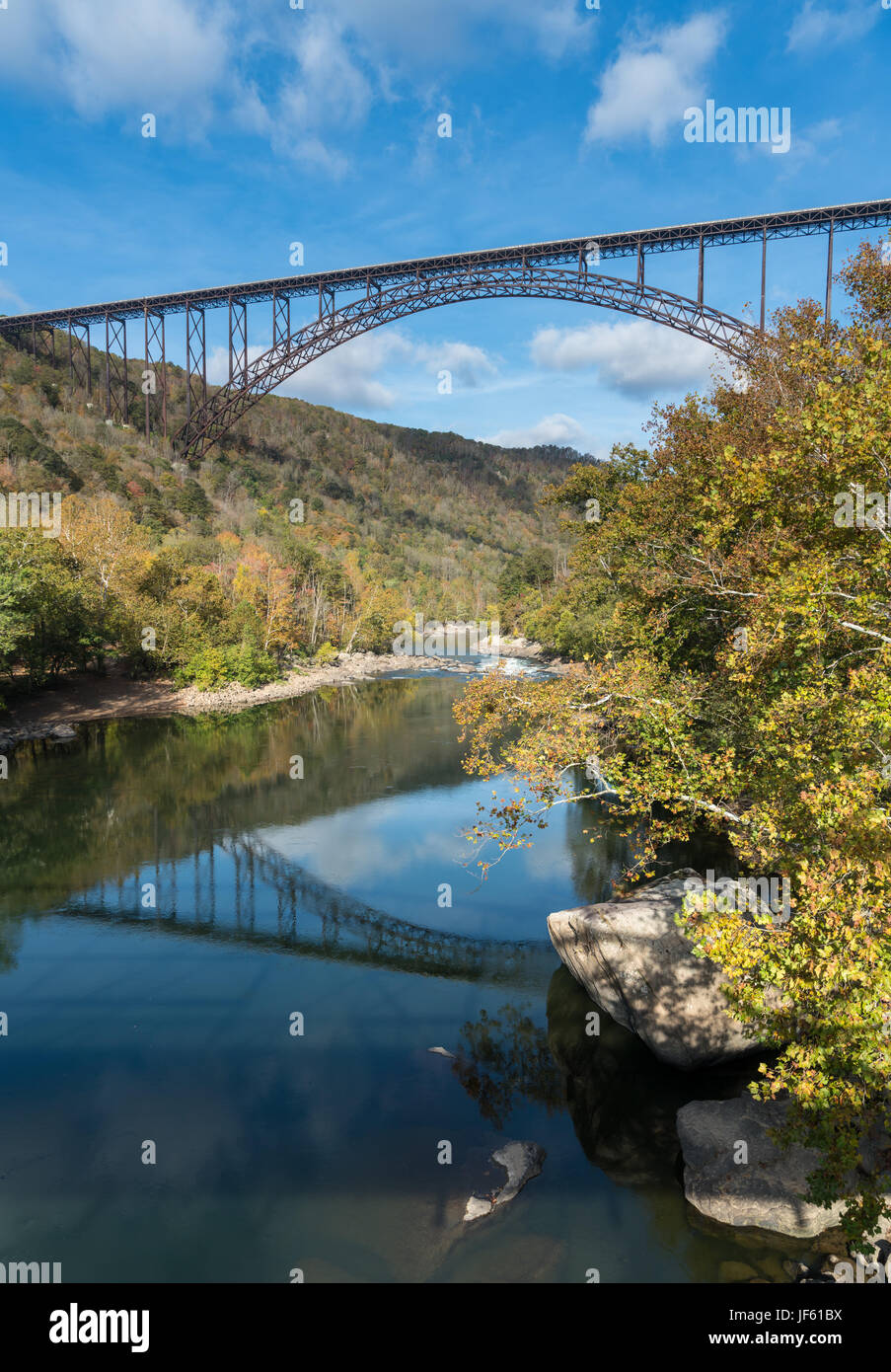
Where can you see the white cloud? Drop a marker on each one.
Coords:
(328, 94)
(468, 364)
(637, 357)
(419, 35)
(553, 428)
(166, 53)
(646, 91)
(819, 27)
(204, 58)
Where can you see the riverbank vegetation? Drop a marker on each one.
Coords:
(305, 533)
(733, 598)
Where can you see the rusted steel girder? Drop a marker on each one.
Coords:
(116, 394)
(155, 377)
(334, 327)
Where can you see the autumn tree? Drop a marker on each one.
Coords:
(742, 683)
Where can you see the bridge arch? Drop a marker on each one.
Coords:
(334, 327)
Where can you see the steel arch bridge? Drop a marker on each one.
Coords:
(566, 269)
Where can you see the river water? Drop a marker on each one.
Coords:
(239, 974)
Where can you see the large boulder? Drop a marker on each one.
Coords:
(633, 960)
(757, 1185)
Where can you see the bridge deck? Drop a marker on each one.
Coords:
(753, 228)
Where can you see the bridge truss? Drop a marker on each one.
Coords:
(565, 269)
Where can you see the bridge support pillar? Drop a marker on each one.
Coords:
(80, 368)
(155, 383)
(281, 319)
(44, 343)
(194, 358)
(116, 394)
(238, 337)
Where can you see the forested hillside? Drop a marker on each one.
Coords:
(305, 528)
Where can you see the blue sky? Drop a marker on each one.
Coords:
(320, 125)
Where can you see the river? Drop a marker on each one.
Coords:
(222, 982)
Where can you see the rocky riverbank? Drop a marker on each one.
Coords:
(51, 715)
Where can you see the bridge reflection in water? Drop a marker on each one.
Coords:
(240, 890)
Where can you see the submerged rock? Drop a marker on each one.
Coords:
(633, 960)
(763, 1187)
(521, 1163)
(622, 1100)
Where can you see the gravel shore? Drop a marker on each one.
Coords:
(52, 714)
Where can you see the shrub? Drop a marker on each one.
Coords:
(211, 668)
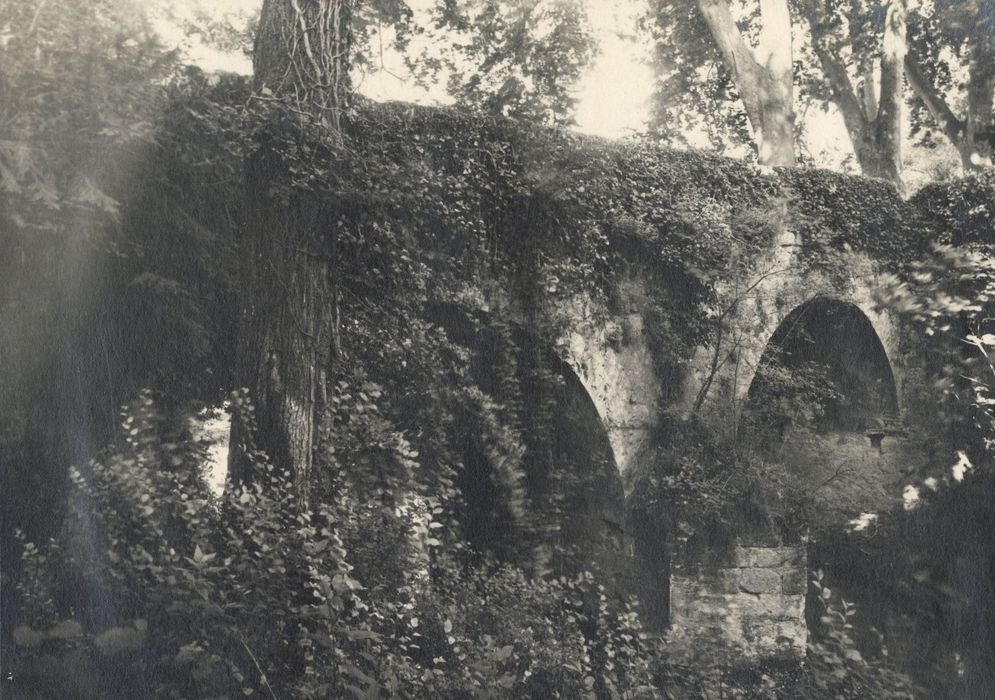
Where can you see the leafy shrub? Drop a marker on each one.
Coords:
(175, 593)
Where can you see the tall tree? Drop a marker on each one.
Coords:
(763, 75)
(288, 321)
(708, 61)
(859, 38)
(520, 58)
(952, 60)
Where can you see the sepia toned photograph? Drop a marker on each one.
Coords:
(497, 349)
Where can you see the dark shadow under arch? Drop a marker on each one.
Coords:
(827, 351)
(572, 486)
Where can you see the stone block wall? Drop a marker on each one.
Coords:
(752, 601)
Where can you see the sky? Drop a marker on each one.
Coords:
(612, 96)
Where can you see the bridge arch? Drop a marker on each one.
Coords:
(837, 337)
(574, 468)
(824, 401)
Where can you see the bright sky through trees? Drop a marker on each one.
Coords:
(612, 95)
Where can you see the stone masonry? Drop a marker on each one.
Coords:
(753, 601)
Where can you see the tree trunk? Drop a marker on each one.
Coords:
(764, 79)
(976, 147)
(973, 135)
(873, 120)
(288, 319)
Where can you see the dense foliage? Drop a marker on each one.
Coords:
(441, 553)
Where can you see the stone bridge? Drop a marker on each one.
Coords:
(752, 595)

______

Search the lines above for the string "steel", then show every one that has it.

Answer to this exercise
Where can you see the rusted steel girder? Drop a marker on each one.
Where can you see the steel arch bridge? Drop a marker on each one.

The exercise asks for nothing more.